§ **What the task asks**:
Exactly as written, return every line of the data below.

§ **Exercise materials**:
⁂
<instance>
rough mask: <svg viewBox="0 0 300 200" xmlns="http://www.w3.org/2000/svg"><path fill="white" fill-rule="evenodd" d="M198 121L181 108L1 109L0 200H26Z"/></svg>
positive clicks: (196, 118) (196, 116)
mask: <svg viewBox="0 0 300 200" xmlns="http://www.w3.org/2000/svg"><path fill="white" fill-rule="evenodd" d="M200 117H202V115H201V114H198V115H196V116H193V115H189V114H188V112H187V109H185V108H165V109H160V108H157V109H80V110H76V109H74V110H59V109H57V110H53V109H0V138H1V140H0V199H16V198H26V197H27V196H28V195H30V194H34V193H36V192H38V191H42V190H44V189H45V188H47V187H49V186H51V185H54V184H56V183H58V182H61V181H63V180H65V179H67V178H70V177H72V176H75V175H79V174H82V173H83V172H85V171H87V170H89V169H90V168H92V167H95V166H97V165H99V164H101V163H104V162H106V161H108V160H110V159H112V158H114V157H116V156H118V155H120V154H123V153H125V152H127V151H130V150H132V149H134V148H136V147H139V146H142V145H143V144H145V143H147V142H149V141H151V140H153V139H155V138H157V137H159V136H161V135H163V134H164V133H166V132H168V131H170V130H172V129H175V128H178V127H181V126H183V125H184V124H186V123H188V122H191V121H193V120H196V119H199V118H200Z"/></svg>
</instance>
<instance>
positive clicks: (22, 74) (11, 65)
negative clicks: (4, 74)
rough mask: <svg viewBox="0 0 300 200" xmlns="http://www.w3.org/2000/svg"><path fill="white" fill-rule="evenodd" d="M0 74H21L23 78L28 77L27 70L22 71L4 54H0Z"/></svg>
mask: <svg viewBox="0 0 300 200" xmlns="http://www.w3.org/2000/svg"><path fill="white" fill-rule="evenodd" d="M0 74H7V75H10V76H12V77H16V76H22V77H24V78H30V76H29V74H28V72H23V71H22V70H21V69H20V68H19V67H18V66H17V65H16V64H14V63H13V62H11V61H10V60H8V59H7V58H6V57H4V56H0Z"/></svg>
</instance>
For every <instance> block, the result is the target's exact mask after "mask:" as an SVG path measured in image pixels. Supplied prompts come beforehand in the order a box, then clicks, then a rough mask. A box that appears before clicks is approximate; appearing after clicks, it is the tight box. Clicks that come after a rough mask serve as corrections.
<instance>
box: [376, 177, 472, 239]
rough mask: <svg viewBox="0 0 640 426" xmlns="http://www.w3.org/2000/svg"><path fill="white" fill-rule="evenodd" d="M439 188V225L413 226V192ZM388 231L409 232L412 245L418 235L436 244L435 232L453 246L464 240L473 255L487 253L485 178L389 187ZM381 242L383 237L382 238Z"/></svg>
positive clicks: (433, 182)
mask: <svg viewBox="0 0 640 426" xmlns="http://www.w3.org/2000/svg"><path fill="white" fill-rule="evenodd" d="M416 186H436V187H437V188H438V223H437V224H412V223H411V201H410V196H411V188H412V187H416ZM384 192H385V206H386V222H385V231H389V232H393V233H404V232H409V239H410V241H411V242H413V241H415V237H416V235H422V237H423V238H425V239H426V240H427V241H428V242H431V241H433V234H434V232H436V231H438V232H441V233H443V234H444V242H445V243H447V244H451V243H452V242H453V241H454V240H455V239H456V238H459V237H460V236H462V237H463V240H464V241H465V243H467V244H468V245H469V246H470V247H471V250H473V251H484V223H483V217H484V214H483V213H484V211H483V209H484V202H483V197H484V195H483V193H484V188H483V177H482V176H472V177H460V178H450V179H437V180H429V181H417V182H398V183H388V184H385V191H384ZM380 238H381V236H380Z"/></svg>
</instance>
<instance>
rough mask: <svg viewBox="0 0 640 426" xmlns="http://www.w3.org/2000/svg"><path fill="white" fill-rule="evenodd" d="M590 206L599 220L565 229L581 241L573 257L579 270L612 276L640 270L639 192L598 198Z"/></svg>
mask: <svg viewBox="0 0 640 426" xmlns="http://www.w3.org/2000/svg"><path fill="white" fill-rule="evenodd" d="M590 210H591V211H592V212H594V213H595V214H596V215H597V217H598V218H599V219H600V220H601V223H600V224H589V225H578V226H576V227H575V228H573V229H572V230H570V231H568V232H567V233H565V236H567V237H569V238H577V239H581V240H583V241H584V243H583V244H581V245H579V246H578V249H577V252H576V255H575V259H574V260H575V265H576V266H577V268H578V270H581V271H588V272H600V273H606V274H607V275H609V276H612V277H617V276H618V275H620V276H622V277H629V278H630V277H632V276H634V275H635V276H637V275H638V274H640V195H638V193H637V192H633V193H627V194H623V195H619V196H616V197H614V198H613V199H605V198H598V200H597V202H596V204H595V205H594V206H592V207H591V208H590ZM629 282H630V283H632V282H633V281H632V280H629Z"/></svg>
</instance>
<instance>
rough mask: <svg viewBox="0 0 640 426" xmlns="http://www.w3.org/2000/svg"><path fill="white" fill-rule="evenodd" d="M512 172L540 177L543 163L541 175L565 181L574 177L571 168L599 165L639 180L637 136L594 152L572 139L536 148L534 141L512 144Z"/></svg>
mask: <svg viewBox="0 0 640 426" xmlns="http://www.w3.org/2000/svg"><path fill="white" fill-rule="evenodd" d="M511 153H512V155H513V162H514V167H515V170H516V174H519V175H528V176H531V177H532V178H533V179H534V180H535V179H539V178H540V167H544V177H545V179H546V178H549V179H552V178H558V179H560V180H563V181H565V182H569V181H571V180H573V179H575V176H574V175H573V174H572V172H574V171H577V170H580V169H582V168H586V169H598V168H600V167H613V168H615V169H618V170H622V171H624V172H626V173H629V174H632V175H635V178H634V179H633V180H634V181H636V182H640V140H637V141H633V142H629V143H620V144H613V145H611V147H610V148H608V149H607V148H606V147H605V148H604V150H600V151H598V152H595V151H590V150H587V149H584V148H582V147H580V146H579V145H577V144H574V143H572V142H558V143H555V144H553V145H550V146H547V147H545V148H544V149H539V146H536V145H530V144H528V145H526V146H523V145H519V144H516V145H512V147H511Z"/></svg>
⁂
§ **Expected answer**:
<instance>
rough mask: <svg viewBox="0 0 300 200" xmlns="http://www.w3.org/2000/svg"><path fill="white" fill-rule="evenodd" d="M198 121L181 108L1 109L0 200H26Z"/></svg>
positive clicks: (196, 118) (196, 116)
mask: <svg viewBox="0 0 300 200" xmlns="http://www.w3.org/2000/svg"><path fill="white" fill-rule="evenodd" d="M200 117H202V115H201V114H198V115H196V116H193V115H189V114H188V112H187V109H185V108H165V109H160V108H157V109H80V110H76V109H74V110H59V109H57V110H53V109H0V138H1V140H0V199H16V198H26V197H27V196H28V195H30V194H34V193H36V192H38V191H42V190H44V189H45V188H47V187H49V186H51V185H54V184H56V183H58V182H61V181H63V180H65V179H67V178H70V177H72V176H75V175H79V174H82V173H83V172H85V171H87V170H89V169H90V168H92V167H95V166H97V165H99V164H101V163H104V162H106V161H108V160H110V159H112V158H114V157H116V156H118V155H120V154H123V153H125V152H127V151H130V150H132V149H134V148H136V147H139V146H142V145H143V144H145V143H147V142H149V141H151V140H153V139H155V138H157V137H159V136H161V135H163V134H164V133H166V132H168V131H170V130H172V129H175V128H178V127H181V126H183V125H184V124H186V123H188V122H191V121H193V120H196V119H199V118H200Z"/></svg>
</instance>
<instance>
positive clicks: (22, 74) (11, 65)
negative clicks: (4, 74)
rough mask: <svg viewBox="0 0 300 200" xmlns="http://www.w3.org/2000/svg"><path fill="white" fill-rule="evenodd" d="M0 74H21L23 78L28 77L27 70L22 71L4 54H0Z"/></svg>
mask: <svg viewBox="0 0 300 200" xmlns="http://www.w3.org/2000/svg"><path fill="white" fill-rule="evenodd" d="M0 74H7V75H10V76H12V77H16V76H22V77H24V78H30V76H29V74H28V72H23V71H22V70H21V69H20V68H19V67H18V66H17V65H16V64H14V63H13V62H11V61H10V60H8V59H7V58H6V57H4V56H0Z"/></svg>
</instance>
For every <instance> block, the result is the target's exact mask after "mask:" as an SVG path measured in image pixels. Supplied prompts come beforehand in the order a box, then clicks, then a rough mask. A box that appears before clicks is approximate; appearing after clicks, it is the tight box. Clicks that come after a rough mask serve as corrections.
<instance>
box: [376, 177, 472, 239]
rough mask: <svg viewBox="0 0 640 426" xmlns="http://www.w3.org/2000/svg"><path fill="white" fill-rule="evenodd" d="M439 188V225L413 226V192ZM388 231L409 232L412 245L418 235L436 244L435 232L453 246L464 240L473 255L487 253L485 178L389 187ZM381 242L383 237L382 238Z"/></svg>
positive clicks: (433, 182)
mask: <svg viewBox="0 0 640 426" xmlns="http://www.w3.org/2000/svg"><path fill="white" fill-rule="evenodd" d="M416 186H436V187H437V188H438V223H437V224H412V223H411V201H410V196H411V188H412V187H416ZM384 192H385V206H386V222H385V231H389V232H393V233H404V232H409V239H410V241H411V242H413V241H415V237H416V235H422V237H423V238H425V239H426V240H427V241H428V242H431V241H433V234H434V232H436V231H438V232H441V233H443V234H444V242H445V243H447V244H451V243H452V242H453V241H454V240H455V239H456V238H459V237H460V236H462V237H463V240H464V241H465V243H467V244H468V245H469V246H470V247H471V250H473V251H484V223H483V217H484V214H483V213H484V211H483V209H484V202H483V197H484V195H483V193H484V188H483V177H482V176H472V177H460V178H450V179H437V180H429V181H417V182H398V183H388V184H385V191H384ZM380 238H381V236H380Z"/></svg>
</instance>
<instance>
rough mask: <svg viewBox="0 0 640 426" xmlns="http://www.w3.org/2000/svg"><path fill="white" fill-rule="evenodd" d="M590 206L599 220L565 229L581 241L573 257L579 270L612 276L640 270L639 192L598 198Z"/></svg>
mask: <svg viewBox="0 0 640 426" xmlns="http://www.w3.org/2000/svg"><path fill="white" fill-rule="evenodd" d="M590 210H591V211H592V212H594V213H595V214H596V215H597V217H598V218H599V219H600V220H601V223H600V224H589V225H578V226H576V227H575V228H573V229H572V230H570V231H568V232H567V233H565V236H567V237H569V238H577V239H581V240H583V241H584V243H583V244H581V245H579V246H578V249H577V252H576V255H575V259H574V260H575V265H576V266H577V268H578V270H581V271H588V272H600V273H606V274H607V275H609V276H612V277H617V276H618V275H620V276H622V277H629V278H630V277H632V276H634V275H635V276H637V275H638V274H640V195H638V193H637V192H633V193H627V194H623V195H619V196H616V197H614V198H613V199H605V198H598V200H597V202H596V204H595V205H594V206H592V207H591V208H590ZM629 282H630V283H632V282H633V281H632V280H629Z"/></svg>
</instance>
<instance>
rough mask: <svg viewBox="0 0 640 426" xmlns="http://www.w3.org/2000/svg"><path fill="white" fill-rule="evenodd" d="M512 172L540 177L543 163L541 175L565 181L574 177L571 168L599 165L639 180L637 136L594 152L572 139L536 148L534 141L512 144Z"/></svg>
mask: <svg viewBox="0 0 640 426" xmlns="http://www.w3.org/2000/svg"><path fill="white" fill-rule="evenodd" d="M511 153H512V155H513V162H514V167H515V170H516V174H519V175H528V176H531V177H532V178H533V179H534V180H535V179H539V178H540V167H544V177H545V179H546V178H549V179H552V178H558V179H560V180H563V181H565V182H569V181H571V180H573V179H575V176H574V175H573V174H572V172H574V171H577V170H580V169H582V168H586V169H598V168H600V167H613V168H615V169H618V170H622V171H624V172H626V173H629V174H632V175H635V178H634V179H633V180H634V181H636V182H640V140H637V141H633V142H629V143H620V144H613V145H611V147H610V148H608V149H607V148H606V147H605V148H604V150H600V151H598V152H595V151H590V150H587V149H584V148H582V147H580V146H579V145H577V144H574V143H572V142H558V143H555V144H553V145H550V146H547V147H545V148H544V149H539V146H536V145H530V144H528V145H526V146H523V145H519V144H516V145H512V147H511Z"/></svg>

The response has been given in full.